In [1]:
# import libs
import numpy as np
import pandas as pd
import os
import scipy.io as io

In [2]:
# def function

# 获取csv文件的列名
def getcols(filename):
    data = pd.read_csv(filename, nrows = 2)
    #print(data.columns)
    return data.columns

# 获取文件行数
def getrows(filename):
    cols = getcols(filename)
    col = cols[0]
    data = pd.read_csv(filename, usecols=[col])
    return data.shape[0]

# 数据预处理- step1: 删除无法用于计算的列与含空值、负值、inf值的行
def preprocess2017(data):
    data.dropna(how='any', inplace=True)
#    print(len(data))
    data.reset_index(inplace=True, drop=True)
    labels = data[' Label']
    # 删除非数值型数据，这些数据暂时不用于聚类处理，但不代表这些数据没用
    dropset = ['Flow ID', ' Source IP', ' Source Port',
       ' Destination IP', ' Destination Port', ' Protocol', ' Timestamp',
           ' Fwd Header Length.1', ' Label']
    # 删除含有大量负数的列
    drop_nega = [' Fwd Header Length', 'Init_Win_bytes_forward',
           ' Init_Win_bytes_backward', ' act_data_pkt_fwd',
       ' min_seg_size_forward']
    # 删除数据中可能出现的非数值型数据列
    drop_ifexist = ['External IP','SimillarHTTP', ' Inbound','Unnamed: 0']
    
    # 如果有list中的columns则删除
    data.drop(data.columns[data.columns.isin(dropset+drop_nega+drop_ifexist)], axis = 1, inplace=True)
    

    # 将所有数据类型转成float型
    data = data.astype('float')
    
    # 删除数据中inf的值 (需要连续执行两次，不知道原因，但连续执行后就可删除数据中的inf)
    idx_tuple = np.where(data.max(axis=1).values == np.inf)
    idx = list(idx_tuple[0])
   # print(idx)
    data.drop(axis=0, index = idx, inplace = True)
    data.reset_index(inplace=True, drop=True)
    labels.drop(axis=0, index = idx, inplace = True)
    labels.reset_index(inplace=True, drop=True)
   # print(len(data))
    idx_tuple = np.where(data.max(axis=1).values == np.inf)
    idx = list(idx_tuple[0])
    data.drop(axis=0, index = idx, inplace = True)
    data.reset_index(inplace=True, drop=True)
    labels.drop(axis=0, index = idx, inplace = True)
    labels.reset_index(inplace=True, drop=True)
   # print(len(data))

    # 删除数据中含负数的数据条数
    idx_tuple = np.where(data.min(axis=1).values < 0)
    idx = list(idx_tuple[0])
    data.drop(axis=0, index = idx, inplace = True)
    data.reset_index(inplace=True, drop=True)
    labels.drop(axis=0, index = idx, inplace = True)
    labels.reset_index(inplace=True, drop=True)
   # print(len(data))
    return data,labels

def preprocess2019(data, cols, labelnum, label):
    data.dropna(how='any', inplace=True)
    
    # print(data.columns)
    data.drop(cols[0:2],axis = 1, inplace = True)

→ **可用数据**
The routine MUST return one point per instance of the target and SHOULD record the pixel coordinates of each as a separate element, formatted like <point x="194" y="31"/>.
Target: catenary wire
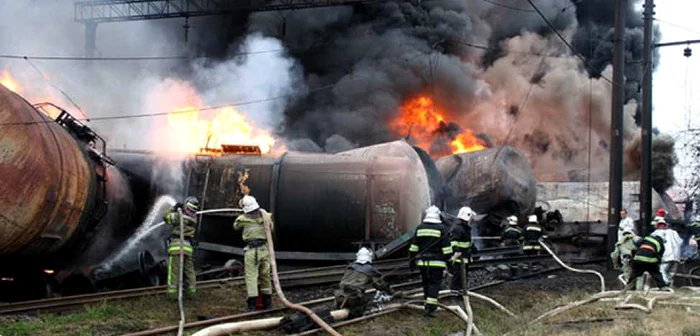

→ **任务说明**
请把上面阅读材料中从“return data,labels”到“1, inplace = True)”的这一段原样重新写出来。

→ **参考答案**
return data,labels

def preprocess2019(data, cols, labelnum, label):
    data.dropna(how='any', inplace=True)
    
    # print(data.columns)
    data.drop(cols[0:2],axis = 1, inplace = True)